Convert the records from the line containing "I'd appreciate your help finding the woman's" to the line containing "[167,61,239,147]", both included, into a numbered list, omitting blank lines. Give only those lines.

═══

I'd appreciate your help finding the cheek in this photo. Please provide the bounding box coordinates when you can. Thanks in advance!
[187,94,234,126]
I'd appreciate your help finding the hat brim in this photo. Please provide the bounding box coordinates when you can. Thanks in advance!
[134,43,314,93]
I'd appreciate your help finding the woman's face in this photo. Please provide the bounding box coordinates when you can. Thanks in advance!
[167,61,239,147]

═══

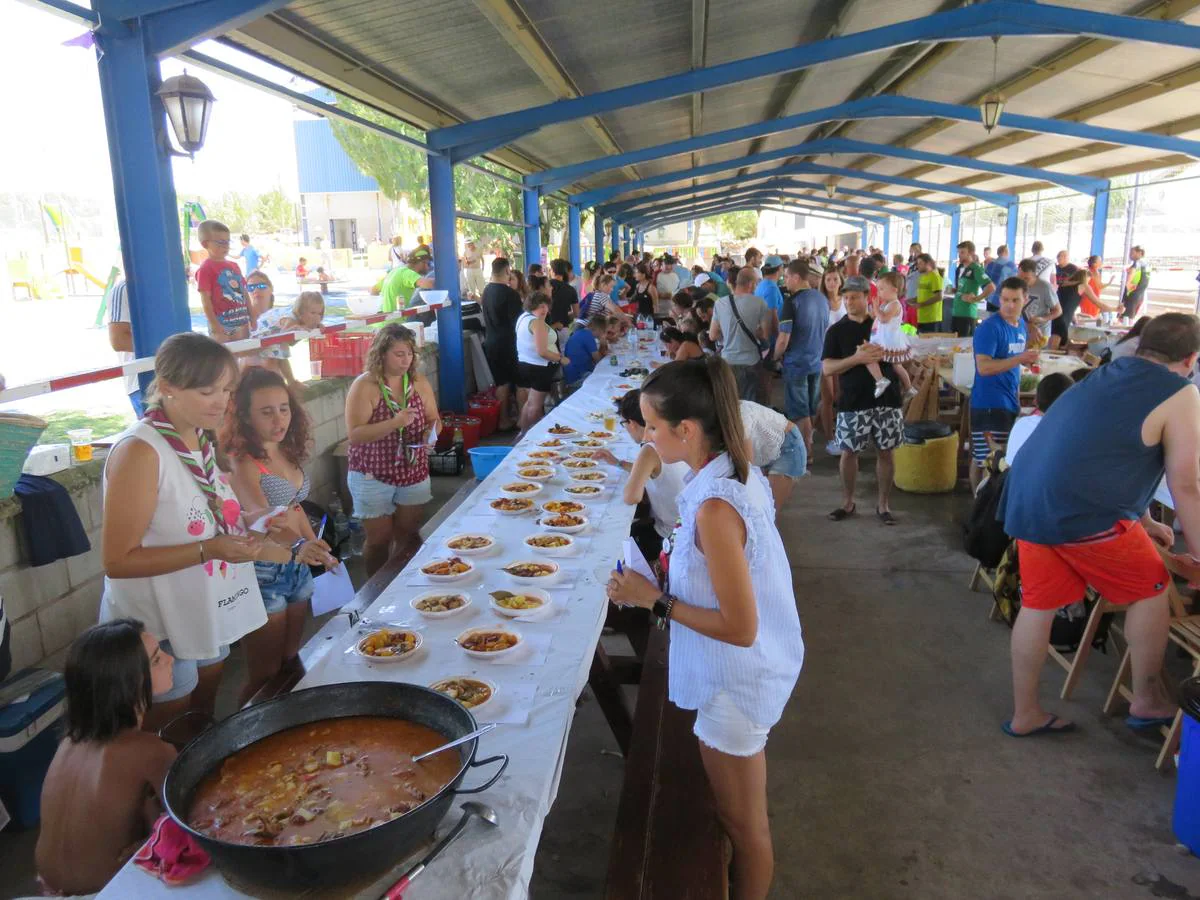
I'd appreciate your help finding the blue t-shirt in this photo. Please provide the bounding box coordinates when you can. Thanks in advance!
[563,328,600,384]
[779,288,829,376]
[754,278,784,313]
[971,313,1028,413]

═══

Finished task:
1. I'd appreciate your help finding the woman's face in this photo. Please provide the bounding box coordinates when you can. Thanks in advance!
2. [167,61,239,147]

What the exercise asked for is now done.